### Selected excerpt
———
The very idea of advanced breast cancer can strike a chill into the heart of the person hearing it. But what exactly does it mean when the doctor says a breast cancer is advanced? What is the prognosis of that cancer and possible treatments?

What is advanced breast cancer?

There are various factors which determine the type of prognosis that a cancer has and how far it has advanced. The size of the caner, the extent of its invasiveness, whether there cancer is in the lymph nodes and whether the cancer has metastasized or spread to other parts of the body determines whether or not its advanced breast cancer. Also the advancement may refer to ‘local’ or ‘regional’ advancement.

Advanced Breast CancerBreast cancer is said to be “advanced” when it has spread and has reached Stage III and IV of the staging. By the third stage of the cancer, it will have spread to the lymph nodes in the underarm or the collar bones, or to the chest wall and the skin or the breast.

By stage 4 of the cancer, it has spread to areas beyond the breast and the nearby lymph nodes. It can have spread to other organs of the body via the blood stream and may now be present in areas such as the bones, lungs, liver or the brain and the distant lymph nodes.
———
### Stored data
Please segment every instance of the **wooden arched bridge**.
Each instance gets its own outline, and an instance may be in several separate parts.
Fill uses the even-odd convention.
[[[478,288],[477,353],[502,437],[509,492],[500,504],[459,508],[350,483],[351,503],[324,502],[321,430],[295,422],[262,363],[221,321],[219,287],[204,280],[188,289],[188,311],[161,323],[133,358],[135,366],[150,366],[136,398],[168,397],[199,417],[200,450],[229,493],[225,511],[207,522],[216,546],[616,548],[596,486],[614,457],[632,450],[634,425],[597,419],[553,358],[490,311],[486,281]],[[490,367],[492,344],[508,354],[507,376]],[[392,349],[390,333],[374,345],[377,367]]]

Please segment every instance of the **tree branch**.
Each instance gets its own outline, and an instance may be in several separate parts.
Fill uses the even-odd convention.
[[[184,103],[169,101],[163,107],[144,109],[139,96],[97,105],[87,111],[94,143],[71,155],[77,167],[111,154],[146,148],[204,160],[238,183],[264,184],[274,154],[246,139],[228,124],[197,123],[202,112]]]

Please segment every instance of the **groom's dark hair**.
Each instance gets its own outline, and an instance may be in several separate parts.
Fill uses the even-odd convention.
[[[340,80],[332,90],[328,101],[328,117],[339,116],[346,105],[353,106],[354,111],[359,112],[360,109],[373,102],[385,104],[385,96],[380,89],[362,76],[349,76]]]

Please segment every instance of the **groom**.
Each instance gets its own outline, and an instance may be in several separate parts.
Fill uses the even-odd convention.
———
### Instructions to follow
Echo the advanced breast cancer text word for word, from "By stage 4 of" up to and including "distant lymph nodes.".

### Output of the exercise
By stage 4 of the cancer, it has spread to areas beyond the breast and the nearby lymph nodes. It can have spread to other organs of the body via the blood stream and may now be present in areas such as the bones, lungs, liver or the brain and the distant lymph nodes.